▶ **Required work**
Take the line containing "of the building" and every line after it in the data below, and print them exactly as given, with nothing else.

▬▬▬▬▬▬▬▬▬▬

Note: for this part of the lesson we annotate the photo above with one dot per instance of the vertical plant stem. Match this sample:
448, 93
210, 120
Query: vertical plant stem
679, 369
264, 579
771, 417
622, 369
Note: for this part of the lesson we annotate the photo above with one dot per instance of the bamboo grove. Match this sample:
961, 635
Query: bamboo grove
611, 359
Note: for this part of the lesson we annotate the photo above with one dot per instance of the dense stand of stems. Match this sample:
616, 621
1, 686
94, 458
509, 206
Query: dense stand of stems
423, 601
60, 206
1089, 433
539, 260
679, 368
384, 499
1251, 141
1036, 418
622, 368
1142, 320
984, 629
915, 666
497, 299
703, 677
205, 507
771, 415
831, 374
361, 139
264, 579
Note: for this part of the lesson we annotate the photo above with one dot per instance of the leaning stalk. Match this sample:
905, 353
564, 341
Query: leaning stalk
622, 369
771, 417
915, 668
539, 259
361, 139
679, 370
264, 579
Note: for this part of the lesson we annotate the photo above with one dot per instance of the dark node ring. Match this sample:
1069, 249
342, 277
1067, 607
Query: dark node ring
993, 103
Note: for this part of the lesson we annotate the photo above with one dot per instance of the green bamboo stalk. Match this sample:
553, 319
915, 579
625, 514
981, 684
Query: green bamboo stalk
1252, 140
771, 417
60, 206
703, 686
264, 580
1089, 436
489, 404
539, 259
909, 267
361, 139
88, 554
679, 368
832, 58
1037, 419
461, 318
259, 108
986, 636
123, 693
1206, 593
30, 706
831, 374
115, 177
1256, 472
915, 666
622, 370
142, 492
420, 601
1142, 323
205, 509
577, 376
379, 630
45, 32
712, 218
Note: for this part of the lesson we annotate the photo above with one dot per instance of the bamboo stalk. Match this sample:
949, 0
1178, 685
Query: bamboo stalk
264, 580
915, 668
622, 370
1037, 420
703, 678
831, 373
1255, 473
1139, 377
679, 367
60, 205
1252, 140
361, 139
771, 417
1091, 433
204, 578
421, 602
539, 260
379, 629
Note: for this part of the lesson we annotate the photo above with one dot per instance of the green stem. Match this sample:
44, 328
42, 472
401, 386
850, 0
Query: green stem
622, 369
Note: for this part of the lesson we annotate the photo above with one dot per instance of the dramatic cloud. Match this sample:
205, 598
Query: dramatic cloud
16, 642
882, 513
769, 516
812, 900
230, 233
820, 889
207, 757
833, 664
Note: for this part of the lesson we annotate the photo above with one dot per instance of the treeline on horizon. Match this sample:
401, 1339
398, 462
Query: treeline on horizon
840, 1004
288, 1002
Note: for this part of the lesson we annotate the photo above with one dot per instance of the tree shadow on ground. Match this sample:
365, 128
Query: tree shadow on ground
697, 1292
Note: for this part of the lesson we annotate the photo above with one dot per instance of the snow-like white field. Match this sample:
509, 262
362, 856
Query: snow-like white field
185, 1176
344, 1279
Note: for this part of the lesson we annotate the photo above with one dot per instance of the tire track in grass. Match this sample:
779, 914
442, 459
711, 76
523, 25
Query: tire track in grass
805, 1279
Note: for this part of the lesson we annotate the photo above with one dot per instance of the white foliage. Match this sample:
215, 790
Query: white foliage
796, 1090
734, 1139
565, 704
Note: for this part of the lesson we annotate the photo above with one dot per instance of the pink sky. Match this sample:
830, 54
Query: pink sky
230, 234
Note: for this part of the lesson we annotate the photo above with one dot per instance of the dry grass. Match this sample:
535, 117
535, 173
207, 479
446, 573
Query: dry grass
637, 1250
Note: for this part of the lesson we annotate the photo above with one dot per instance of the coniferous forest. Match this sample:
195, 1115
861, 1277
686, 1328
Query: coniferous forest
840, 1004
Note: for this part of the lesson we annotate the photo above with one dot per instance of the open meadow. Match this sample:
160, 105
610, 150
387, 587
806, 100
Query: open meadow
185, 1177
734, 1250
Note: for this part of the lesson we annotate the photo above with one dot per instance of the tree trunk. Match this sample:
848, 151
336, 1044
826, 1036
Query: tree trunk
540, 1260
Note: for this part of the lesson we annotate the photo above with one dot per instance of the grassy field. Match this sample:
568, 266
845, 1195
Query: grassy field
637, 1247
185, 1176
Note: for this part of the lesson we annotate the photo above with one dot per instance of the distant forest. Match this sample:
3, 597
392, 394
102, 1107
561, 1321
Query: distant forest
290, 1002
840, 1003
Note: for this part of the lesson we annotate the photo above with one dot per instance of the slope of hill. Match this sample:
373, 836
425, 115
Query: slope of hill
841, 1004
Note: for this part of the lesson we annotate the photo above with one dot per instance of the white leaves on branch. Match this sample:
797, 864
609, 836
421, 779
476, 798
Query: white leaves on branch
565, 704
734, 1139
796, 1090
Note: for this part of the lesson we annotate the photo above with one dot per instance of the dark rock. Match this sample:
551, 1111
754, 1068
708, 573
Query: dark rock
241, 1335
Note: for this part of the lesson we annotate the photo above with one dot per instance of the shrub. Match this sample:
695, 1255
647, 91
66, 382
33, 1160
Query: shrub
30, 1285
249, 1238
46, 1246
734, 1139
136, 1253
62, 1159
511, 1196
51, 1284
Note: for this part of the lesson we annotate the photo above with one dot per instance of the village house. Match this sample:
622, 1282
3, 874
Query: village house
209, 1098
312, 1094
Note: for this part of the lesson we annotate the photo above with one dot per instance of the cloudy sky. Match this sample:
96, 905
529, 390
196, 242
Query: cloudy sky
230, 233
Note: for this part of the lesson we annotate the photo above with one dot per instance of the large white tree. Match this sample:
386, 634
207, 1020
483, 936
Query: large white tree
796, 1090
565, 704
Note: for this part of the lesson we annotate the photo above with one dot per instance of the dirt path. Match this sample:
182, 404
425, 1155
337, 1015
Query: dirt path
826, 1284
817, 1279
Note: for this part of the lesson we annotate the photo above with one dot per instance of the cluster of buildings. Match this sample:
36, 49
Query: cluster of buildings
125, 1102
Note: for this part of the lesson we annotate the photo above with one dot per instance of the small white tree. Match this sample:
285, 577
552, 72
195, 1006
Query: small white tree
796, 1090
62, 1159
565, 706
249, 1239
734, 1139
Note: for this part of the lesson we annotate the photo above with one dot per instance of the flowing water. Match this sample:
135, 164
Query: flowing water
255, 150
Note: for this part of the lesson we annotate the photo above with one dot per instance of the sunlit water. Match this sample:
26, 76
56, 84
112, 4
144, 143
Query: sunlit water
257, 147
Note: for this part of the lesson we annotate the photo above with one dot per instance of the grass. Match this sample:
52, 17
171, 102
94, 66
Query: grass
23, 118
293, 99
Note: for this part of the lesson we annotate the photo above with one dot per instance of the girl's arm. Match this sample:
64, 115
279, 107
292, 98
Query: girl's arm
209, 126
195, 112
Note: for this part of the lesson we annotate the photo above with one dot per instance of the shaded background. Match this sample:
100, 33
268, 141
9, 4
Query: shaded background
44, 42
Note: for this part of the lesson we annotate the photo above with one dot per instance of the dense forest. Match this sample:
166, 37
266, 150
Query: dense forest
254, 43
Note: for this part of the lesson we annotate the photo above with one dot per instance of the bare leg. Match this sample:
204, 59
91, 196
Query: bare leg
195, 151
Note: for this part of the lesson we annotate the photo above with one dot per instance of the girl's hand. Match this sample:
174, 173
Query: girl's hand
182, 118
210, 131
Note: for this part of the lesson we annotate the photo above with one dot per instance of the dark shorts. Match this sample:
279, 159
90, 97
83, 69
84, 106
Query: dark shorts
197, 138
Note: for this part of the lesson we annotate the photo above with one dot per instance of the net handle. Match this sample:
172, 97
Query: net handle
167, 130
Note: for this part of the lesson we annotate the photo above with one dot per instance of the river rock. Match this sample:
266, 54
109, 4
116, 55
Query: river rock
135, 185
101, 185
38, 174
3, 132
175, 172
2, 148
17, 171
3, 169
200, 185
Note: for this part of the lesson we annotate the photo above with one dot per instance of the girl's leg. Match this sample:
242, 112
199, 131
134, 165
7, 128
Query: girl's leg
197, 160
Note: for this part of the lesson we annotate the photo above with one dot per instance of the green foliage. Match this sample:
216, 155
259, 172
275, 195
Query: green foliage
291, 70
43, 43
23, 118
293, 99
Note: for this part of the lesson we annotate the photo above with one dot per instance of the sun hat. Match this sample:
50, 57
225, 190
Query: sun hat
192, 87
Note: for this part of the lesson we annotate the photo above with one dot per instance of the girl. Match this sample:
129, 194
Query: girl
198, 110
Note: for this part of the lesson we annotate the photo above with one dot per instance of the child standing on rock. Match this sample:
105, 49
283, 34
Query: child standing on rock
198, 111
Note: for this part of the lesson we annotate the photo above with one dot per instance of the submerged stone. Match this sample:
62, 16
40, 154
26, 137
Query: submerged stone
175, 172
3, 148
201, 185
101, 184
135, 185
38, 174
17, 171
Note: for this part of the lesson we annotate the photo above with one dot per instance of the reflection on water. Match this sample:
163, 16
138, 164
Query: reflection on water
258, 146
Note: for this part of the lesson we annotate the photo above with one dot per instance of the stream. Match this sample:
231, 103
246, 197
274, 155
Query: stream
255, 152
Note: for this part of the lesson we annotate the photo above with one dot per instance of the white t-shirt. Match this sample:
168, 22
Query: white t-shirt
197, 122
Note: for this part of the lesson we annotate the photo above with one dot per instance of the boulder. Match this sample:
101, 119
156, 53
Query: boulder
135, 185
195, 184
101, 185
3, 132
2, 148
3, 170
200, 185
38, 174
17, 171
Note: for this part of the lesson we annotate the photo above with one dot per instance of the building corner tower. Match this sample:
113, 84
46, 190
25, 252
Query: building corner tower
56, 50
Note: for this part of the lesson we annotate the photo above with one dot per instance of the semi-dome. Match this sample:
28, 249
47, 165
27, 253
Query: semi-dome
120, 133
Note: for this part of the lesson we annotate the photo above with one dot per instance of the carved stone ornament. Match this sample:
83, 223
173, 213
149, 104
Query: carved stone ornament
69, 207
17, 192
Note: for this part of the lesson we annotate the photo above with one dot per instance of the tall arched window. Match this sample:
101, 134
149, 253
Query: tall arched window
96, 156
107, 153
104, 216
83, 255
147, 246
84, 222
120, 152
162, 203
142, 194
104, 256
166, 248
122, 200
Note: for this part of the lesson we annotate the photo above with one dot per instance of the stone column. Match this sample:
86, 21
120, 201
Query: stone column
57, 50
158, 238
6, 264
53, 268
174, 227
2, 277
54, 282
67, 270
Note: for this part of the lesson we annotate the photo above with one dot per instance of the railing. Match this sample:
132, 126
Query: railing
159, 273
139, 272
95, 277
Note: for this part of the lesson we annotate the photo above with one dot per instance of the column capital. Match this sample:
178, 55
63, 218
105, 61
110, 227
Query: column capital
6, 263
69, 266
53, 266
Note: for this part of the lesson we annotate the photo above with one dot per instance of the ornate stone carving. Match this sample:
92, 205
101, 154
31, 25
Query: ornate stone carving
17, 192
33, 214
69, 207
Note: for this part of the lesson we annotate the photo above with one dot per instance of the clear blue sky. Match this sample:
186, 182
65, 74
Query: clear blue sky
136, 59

▬▬▬▬▬▬▬▬▬▬

▶ **Task result**
Note: for this part of the lesson we annotate the photo above with one dot per instance of the building corner tower. Match this sample:
113, 84
46, 190
25, 252
Query: building corner tower
56, 50
Note: for this part of the lesson we annotate the photo above with one dot per instance of the semi-dome. Match this sample:
28, 249
47, 165
27, 253
Query: semi-dome
120, 133
Note: for this part of the lesson we annotate the photo above with one dot per instance of the carved stone ornament. Match this sample:
83, 223
173, 213
149, 104
Query: carved stone ornament
69, 207
17, 192
Note: for this part of the lesson we annotate the photo above with one dot per instance of the tall arched window. Match this sample:
101, 134
149, 253
Query: tall arched window
96, 156
107, 153
104, 216
83, 255
147, 246
84, 222
120, 152
162, 203
142, 194
104, 256
166, 248
122, 200
Note: for this part of the lesson we annotate the photo above with one dot per instance of the stone column. Match this sample:
86, 21
120, 201
Query: stone column
57, 50
158, 238
6, 264
53, 268
174, 227
2, 277
54, 282
67, 270
Note: for this part of the lesson we annotate the photo above with one dot per instance of the railing. Match this sample:
132, 126
Query: railing
159, 273
139, 272
95, 277
Note: for this part of the lesson we annotate the photo above with one dot per instance of the column capital. Match this sample:
178, 55
63, 218
105, 61
110, 227
Query: column capital
6, 263
69, 266
53, 266
Note: for this part of the lesson we annotate the photo above with one dot per instance of the ornate stone carving. Match this sample:
92, 205
101, 154
31, 25
Query: ornate stone carving
17, 192
33, 214
69, 207
Note: for this part of the lesson we annotate the photo above with one dot per instance of the clear blue sky. Match this sample:
186, 182
65, 74
Query: clear blue sky
136, 59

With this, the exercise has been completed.